(Data to use)
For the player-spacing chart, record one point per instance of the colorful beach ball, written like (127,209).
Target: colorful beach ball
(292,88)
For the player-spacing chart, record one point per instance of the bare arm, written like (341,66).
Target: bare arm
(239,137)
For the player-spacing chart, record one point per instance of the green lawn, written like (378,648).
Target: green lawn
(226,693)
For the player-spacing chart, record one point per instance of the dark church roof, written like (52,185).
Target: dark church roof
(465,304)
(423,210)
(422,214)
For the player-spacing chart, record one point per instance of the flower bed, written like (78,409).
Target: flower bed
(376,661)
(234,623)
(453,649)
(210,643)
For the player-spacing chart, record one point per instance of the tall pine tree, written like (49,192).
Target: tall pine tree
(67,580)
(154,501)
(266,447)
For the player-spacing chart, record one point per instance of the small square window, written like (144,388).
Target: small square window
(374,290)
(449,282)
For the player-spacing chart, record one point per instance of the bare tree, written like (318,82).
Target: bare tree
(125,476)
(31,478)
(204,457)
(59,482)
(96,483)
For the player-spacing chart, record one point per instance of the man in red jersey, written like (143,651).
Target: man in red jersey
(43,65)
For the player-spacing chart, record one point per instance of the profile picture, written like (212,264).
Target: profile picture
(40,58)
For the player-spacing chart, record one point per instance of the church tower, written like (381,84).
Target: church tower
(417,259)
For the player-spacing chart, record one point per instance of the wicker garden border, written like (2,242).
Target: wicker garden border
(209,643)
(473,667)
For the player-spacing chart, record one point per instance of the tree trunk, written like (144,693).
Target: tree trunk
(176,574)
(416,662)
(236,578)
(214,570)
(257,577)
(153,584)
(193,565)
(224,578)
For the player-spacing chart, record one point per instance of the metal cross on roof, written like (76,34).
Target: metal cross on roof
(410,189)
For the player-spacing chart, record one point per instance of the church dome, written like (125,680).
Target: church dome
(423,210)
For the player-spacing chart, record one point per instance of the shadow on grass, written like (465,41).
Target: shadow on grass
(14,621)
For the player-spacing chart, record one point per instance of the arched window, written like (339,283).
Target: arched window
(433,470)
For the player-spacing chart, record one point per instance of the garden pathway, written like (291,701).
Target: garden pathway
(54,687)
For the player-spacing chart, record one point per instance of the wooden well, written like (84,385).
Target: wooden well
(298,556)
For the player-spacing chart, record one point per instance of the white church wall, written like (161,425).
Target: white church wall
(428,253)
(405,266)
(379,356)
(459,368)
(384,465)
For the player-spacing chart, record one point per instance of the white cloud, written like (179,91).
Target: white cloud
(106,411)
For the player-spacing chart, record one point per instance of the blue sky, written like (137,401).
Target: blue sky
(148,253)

(What you will do) Reproduce exactly the lines from the one with "written like (76,34)." through the end of the entries above, both ends included.

(Correct answer)
For the player-spacing chart, record one point per instance of the metal cross on roof, written like (76,34).
Target: metal cross on roof
(410,189)
For the player-spacing chart, record one point per instance of the church dome, written like (125,680).
Target: church dome
(423,210)
For the player-spacing chart, record one point per instance of the shadow on grass, written like (465,41).
Target: shadow on grass
(14,621)
For the player-spacing chart, record one point per instance of the arched window, written like (339,283).
Target: arched window
(433,470)
For the player-spacing chart, record one point per instance of the garden pathway, written like (291,701).
Target: garden pathway
(54,687)
For the player-spacing chart, record one point per instance of the wooden well, written like (84,385).
Target: wooden well
(298,556)
For the player-spacing chart, record one point per instance of the white church wall, written like (161,425).
Target: white church wall
(428,253)
(405,266)
(379,356)
(459,368)
(384,465)
For the player-spacing chart, record one point per instance of the white cloud, written like (179,91).
Target: white cloud
(106,411)
For the player-spacing chart, record one point per instance of the blue sky, written like (137,401).
Target: blue sky
(148,253)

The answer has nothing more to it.